• [Given exercise 1]
In the records, lay out the lines from the one containing "107, row 23." through the one containing "column 180, row 65", inclusive, as a JSON list of strings with one string per line and blank lines left out.

-- Begin Reading text --

How to Install Wine (WineHQ) on Debian 11 Bullseye

Wine is a free and open-source compatibility layer that enables Windows applications to run on POSIX-compliant operating systems such as Linux, FreeBSD, and macOS. Wine translates each system call your application makes into an equivalent POSIX function used across all platforms, which can be very helpful if you don’t support specific features available in Microsoft’s Windows operating systems.

One of the great features of Wine is the Wine AppDB. This database contains lists of confirmed applications that can be run under Wine without errors. This program saves the trouble for Linux users who want to use Windows-based programs on their UNIX systems, but not all programs will work in this way; some may have strange bugs or crashes when run with no warnings beforehand. Despite this, many popular programs such as Microsoft Office and Adobe Photoshop work well under Wine with few to no issues. Overall, the Wine AppDB is a handy tool for anyone looking to use Windows-based programs on Linux.

-- End Reading text --
-- Begin Stored rows --

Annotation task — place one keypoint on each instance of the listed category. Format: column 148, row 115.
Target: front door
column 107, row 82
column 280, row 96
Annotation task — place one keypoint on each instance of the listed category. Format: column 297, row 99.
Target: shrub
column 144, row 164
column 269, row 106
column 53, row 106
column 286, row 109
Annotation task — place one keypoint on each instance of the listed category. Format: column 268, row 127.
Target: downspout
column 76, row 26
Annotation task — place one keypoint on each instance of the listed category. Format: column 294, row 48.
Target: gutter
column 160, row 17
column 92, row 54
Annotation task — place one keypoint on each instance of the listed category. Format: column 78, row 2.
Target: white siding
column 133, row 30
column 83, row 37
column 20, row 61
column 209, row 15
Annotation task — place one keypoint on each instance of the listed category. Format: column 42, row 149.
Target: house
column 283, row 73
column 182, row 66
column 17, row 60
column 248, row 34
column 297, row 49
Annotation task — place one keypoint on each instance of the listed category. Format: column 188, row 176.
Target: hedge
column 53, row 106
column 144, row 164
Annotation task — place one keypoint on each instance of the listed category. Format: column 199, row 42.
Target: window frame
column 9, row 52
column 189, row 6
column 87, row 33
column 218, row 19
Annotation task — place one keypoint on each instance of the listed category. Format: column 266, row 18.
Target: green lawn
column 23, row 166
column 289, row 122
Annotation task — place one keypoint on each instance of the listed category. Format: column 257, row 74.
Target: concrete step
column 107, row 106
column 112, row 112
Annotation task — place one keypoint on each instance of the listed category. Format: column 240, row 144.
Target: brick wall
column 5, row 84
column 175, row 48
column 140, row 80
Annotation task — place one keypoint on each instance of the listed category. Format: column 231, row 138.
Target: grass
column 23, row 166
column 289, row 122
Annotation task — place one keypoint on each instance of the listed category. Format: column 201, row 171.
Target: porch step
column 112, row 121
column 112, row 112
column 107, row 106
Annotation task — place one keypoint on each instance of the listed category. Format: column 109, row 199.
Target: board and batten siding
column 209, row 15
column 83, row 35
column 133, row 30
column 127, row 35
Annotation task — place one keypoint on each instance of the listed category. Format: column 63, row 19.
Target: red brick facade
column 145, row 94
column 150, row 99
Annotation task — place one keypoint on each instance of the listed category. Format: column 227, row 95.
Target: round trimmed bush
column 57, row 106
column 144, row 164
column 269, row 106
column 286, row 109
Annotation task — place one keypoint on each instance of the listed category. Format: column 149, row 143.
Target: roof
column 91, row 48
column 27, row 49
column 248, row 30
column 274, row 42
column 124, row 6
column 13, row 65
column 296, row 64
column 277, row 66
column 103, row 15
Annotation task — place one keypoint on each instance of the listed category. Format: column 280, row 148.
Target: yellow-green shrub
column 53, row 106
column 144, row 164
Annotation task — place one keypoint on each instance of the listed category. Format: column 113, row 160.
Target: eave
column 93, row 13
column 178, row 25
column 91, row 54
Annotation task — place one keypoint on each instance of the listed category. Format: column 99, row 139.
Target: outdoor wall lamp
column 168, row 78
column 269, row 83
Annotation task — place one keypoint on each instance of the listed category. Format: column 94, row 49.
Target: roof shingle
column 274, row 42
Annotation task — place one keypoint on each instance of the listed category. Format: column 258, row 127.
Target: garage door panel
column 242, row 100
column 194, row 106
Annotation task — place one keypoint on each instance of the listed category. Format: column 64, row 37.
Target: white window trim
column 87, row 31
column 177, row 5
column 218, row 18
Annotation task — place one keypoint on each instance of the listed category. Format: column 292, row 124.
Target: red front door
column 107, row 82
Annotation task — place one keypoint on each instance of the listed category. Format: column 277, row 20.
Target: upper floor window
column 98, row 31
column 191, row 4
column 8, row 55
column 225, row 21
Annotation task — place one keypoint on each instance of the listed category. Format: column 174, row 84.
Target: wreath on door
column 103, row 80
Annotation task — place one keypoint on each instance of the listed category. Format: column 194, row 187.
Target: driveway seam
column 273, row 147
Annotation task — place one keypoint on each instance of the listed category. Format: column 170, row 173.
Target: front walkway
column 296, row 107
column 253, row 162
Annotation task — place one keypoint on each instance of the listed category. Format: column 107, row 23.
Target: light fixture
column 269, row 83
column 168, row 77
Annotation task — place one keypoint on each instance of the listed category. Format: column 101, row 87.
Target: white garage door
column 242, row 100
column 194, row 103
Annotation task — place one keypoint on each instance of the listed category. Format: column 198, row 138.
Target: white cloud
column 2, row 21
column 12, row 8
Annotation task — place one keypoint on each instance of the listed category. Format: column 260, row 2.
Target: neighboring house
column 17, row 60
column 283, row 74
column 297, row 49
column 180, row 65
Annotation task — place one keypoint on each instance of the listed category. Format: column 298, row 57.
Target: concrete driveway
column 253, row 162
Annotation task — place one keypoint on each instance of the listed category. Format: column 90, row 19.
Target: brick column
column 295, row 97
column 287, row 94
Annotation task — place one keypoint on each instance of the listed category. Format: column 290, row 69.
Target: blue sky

-- End Stored rows --

• [Given exercise 2]
According to the Wine installation guide, what does the Wine AppDB contain?

• [Written response 1]
[
  "Annotation task — place one keypoint on each instance of the listed category. Format: column 107, row 23.",
  "Target: light fixture",
  "column 269, row 83",
  "column 168, row 77",
  "Annotation task — place one keypoint on each instance of the listed category. Format: column 101, row 87.",
  "Target: white garage door",
  "column 242, row 100",
  "column 194, row 103",
  "Annotation task — place one keypoint on each instance of the listed category. Format: column 198, row 138.",
  "Target: white cloud",
  "column 2, row 21",
  "column 12, row 8",
  "Annotation task — place one keypoint on each instance of the listed category. Format: column 260, row 2.",
  "Target: neighboring house",
  "column 17, row 60",
  "column 283, row 74",
  "column 297, row 49",
  "column 180, row 65"
]

• [Written response 2]
Lists of confirmed applications that can be run under Wine without errors.